▶ _Records to use_
........

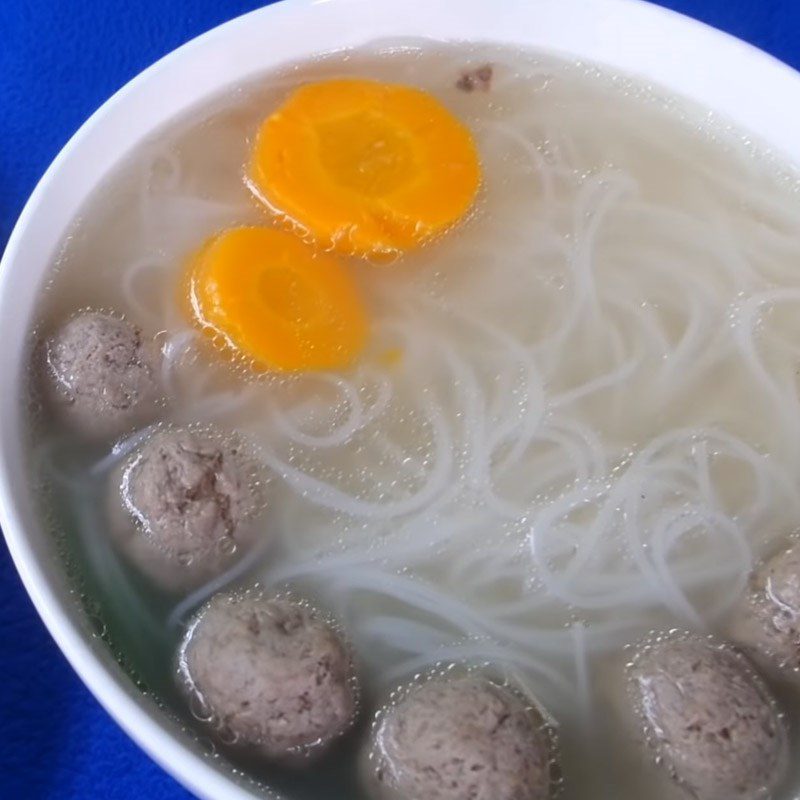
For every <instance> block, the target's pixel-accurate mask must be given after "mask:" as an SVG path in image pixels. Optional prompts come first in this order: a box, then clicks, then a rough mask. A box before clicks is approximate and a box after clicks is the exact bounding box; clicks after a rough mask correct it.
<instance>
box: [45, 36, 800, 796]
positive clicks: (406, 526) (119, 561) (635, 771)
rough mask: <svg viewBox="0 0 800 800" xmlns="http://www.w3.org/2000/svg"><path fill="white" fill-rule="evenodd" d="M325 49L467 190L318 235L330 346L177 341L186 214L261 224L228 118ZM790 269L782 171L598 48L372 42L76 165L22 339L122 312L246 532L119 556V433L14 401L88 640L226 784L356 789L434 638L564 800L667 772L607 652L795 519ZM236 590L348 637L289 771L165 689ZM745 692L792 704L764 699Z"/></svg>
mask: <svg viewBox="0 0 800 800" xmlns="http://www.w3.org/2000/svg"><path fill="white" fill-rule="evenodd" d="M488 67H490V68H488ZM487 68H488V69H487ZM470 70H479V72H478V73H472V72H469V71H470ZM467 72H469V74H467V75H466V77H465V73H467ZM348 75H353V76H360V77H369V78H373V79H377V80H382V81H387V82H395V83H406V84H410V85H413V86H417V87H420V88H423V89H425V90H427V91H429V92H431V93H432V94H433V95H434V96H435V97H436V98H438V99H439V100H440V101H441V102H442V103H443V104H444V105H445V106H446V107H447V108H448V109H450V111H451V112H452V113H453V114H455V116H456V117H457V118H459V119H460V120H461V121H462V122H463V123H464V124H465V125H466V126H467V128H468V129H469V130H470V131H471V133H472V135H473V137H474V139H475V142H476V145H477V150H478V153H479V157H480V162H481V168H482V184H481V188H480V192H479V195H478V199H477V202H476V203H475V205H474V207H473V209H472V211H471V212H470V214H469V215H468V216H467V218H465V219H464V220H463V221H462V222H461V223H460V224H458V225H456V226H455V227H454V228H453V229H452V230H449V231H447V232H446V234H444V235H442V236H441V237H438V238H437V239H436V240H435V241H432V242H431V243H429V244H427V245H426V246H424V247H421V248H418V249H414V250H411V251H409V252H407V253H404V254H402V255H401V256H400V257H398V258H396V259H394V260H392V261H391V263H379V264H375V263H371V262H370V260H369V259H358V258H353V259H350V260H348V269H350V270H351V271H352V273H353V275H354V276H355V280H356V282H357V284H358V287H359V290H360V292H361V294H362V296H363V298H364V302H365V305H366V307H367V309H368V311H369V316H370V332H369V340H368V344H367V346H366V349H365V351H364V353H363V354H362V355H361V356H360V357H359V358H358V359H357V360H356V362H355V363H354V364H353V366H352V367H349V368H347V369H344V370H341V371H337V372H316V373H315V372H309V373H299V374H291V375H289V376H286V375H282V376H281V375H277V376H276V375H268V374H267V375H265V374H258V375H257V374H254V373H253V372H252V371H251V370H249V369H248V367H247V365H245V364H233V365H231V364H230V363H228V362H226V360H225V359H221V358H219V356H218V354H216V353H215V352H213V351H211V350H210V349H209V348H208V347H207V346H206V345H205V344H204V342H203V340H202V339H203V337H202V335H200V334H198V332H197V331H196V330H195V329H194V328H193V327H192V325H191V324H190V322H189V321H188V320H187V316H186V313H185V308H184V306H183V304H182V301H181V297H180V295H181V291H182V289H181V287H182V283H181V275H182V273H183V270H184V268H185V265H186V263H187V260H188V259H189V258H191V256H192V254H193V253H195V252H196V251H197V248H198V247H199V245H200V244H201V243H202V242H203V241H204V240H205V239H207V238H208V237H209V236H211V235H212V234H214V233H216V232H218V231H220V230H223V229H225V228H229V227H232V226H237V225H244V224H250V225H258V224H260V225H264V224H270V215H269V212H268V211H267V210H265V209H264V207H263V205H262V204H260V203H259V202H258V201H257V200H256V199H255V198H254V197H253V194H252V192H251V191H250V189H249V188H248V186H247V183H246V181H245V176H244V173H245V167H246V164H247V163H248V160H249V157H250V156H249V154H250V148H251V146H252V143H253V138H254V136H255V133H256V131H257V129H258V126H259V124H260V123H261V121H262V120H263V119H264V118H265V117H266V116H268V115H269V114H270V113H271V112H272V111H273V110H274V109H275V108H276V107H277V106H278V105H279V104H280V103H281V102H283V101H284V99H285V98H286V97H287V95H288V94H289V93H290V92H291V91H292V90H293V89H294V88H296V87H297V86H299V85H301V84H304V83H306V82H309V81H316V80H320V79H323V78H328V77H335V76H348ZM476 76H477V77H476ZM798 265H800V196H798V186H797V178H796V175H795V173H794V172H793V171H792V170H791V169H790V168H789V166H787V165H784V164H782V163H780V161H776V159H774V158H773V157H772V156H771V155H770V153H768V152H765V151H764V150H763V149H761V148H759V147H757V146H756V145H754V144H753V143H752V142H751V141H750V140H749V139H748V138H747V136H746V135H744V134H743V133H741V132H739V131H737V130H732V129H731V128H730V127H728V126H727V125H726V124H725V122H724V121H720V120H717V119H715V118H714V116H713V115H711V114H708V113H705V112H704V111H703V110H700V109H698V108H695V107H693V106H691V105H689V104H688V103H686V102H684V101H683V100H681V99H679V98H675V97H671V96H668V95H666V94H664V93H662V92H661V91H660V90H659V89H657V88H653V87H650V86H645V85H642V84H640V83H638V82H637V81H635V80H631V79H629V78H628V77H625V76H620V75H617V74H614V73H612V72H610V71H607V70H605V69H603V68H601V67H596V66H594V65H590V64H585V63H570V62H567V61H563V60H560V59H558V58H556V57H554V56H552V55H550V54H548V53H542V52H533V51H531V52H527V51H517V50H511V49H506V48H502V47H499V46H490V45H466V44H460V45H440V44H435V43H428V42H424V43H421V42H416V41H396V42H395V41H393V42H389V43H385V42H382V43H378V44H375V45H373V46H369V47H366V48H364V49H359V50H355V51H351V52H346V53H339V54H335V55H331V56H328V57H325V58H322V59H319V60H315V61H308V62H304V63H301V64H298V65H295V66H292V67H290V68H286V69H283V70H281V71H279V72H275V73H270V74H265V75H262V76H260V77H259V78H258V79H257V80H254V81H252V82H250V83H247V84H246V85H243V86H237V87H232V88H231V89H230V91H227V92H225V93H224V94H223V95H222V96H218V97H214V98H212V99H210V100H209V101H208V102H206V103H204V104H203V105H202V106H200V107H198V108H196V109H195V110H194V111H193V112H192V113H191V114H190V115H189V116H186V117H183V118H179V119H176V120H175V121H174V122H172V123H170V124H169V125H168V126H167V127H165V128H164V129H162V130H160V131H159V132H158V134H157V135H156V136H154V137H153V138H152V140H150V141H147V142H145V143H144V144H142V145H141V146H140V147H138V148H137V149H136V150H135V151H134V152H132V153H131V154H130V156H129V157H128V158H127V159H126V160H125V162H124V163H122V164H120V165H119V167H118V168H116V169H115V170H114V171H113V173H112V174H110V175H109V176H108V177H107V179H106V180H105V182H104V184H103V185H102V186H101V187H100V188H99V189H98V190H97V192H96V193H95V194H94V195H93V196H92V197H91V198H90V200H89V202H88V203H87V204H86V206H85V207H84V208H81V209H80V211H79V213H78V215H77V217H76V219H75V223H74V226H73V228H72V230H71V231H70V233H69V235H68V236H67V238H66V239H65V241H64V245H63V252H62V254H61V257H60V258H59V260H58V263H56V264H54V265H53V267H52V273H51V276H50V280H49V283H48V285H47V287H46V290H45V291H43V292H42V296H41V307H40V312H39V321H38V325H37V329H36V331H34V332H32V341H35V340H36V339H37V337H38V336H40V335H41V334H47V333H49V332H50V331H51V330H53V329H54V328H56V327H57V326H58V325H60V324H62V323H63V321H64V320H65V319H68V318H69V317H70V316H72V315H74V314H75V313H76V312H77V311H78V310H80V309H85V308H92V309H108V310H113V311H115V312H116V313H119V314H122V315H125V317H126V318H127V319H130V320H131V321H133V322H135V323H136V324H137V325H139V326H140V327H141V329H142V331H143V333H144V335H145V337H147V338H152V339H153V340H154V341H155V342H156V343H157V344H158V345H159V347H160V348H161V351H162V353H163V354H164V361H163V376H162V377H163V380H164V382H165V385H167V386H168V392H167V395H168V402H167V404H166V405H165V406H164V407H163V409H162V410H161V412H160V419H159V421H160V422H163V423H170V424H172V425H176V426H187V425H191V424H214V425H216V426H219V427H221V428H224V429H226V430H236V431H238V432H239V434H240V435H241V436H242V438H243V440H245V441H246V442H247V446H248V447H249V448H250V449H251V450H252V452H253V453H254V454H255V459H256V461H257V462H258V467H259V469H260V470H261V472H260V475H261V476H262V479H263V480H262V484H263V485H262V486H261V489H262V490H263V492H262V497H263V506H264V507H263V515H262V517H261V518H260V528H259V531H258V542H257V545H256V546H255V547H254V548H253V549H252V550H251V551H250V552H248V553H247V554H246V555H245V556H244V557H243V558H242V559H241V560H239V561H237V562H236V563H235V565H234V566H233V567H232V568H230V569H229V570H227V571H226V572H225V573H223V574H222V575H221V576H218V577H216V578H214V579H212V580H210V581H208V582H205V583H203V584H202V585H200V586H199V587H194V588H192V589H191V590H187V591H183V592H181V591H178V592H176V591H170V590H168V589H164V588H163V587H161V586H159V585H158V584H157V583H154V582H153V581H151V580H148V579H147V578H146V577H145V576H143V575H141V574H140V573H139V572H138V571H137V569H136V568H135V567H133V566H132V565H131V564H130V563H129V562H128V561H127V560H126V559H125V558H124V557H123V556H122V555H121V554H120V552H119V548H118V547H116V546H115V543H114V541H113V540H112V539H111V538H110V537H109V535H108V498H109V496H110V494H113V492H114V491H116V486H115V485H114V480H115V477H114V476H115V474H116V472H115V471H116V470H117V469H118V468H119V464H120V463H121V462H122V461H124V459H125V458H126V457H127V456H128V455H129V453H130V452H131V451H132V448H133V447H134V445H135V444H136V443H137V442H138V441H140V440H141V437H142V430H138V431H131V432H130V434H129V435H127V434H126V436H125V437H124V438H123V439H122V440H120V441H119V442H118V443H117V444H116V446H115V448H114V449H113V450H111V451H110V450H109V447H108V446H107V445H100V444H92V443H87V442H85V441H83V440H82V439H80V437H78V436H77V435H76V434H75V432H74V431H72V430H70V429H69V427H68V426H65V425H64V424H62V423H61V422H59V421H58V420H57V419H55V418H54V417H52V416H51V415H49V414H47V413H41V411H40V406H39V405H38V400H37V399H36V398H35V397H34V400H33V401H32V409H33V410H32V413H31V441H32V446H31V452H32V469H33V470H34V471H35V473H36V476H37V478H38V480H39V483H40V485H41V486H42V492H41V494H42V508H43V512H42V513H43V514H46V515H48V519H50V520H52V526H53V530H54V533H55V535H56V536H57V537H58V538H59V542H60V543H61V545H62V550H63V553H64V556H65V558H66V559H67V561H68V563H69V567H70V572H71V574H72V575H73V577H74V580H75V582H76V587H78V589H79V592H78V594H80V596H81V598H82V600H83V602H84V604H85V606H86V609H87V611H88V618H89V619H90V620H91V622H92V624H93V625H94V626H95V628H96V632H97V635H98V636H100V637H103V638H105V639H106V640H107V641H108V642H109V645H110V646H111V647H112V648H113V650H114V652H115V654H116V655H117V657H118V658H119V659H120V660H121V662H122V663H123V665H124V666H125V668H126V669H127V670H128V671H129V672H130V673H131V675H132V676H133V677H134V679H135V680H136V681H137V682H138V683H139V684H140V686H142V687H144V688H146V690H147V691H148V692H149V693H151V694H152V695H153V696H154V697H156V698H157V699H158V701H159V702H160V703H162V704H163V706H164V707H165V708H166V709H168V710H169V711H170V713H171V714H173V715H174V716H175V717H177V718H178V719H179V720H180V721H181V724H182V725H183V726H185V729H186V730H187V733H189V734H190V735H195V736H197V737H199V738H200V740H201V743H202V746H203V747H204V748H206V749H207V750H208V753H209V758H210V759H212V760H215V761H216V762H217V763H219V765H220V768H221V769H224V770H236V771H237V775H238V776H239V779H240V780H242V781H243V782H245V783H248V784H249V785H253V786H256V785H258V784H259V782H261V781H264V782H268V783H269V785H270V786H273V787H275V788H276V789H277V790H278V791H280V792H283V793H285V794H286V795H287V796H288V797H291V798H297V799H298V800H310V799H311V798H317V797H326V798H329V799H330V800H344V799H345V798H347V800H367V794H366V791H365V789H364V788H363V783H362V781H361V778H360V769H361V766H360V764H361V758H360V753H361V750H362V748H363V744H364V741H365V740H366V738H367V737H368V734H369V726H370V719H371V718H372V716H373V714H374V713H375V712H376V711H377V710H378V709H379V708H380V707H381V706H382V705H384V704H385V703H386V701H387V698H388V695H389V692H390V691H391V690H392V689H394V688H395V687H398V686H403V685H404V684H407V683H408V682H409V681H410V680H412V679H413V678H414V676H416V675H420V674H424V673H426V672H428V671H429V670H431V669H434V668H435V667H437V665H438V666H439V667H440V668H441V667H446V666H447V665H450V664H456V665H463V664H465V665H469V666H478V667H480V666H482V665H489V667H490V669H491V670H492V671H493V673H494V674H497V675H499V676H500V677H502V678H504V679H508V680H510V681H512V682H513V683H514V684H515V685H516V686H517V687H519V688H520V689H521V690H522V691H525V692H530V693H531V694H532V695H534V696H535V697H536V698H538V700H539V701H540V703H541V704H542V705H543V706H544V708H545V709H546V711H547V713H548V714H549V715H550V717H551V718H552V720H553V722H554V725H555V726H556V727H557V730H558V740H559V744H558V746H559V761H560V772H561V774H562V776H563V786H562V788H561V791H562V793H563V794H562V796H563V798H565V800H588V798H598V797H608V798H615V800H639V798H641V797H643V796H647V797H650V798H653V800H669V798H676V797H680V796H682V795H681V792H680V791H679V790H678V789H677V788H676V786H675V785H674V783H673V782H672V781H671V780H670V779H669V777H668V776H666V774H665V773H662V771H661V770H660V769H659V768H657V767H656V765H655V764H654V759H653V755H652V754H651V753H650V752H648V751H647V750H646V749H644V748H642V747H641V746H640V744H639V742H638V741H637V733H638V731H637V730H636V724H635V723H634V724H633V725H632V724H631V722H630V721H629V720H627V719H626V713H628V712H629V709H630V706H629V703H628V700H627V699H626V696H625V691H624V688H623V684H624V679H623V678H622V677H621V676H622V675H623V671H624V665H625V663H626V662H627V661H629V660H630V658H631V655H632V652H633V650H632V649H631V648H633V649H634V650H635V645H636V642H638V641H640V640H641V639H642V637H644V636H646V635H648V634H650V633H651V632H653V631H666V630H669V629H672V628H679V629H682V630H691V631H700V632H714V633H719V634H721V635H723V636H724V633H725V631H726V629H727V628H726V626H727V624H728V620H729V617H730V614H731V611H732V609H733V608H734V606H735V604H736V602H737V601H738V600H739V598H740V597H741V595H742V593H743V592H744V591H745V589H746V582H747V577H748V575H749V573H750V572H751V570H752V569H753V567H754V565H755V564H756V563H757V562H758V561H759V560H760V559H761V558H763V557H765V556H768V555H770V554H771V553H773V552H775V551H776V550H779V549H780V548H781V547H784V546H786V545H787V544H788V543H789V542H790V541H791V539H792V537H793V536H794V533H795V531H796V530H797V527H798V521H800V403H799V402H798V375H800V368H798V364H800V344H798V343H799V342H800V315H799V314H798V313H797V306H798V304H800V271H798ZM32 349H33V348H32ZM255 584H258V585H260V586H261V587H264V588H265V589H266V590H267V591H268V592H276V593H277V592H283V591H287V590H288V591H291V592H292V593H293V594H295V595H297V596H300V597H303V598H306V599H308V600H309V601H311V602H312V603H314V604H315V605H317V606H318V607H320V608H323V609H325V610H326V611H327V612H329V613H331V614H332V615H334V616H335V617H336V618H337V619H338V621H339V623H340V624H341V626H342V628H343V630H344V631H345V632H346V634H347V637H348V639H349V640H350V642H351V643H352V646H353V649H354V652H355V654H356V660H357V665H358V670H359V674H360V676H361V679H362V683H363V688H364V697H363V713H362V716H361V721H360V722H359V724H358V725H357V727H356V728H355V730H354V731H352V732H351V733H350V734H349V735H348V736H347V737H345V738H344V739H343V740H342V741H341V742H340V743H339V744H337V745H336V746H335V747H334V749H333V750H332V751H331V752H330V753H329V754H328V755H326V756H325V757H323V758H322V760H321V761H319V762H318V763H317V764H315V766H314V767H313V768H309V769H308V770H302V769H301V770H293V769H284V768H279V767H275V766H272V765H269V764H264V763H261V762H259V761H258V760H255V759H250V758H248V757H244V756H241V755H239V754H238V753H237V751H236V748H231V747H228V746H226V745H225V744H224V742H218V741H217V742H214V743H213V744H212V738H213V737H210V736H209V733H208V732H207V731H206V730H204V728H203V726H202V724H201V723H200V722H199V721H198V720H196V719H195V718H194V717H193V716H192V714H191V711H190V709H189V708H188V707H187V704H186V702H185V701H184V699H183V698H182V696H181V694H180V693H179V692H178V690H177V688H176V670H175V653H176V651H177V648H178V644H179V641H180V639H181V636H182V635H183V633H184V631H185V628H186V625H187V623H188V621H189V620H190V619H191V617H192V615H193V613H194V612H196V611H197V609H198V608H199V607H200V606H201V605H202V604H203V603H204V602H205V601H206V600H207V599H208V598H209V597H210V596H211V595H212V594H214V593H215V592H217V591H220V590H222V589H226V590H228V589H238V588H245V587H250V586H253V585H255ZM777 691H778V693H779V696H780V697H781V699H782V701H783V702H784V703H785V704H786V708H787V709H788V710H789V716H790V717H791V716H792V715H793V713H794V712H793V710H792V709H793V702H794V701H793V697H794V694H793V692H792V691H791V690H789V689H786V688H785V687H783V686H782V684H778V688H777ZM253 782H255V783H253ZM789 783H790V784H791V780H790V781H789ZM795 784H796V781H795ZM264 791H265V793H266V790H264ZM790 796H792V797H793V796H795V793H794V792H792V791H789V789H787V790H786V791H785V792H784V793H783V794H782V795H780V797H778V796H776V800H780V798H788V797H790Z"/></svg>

........

▶ _What you should do_
Could you tally the lines of the listing above that contain the word "instance"? Give the number by itself.

▶ _Response_
2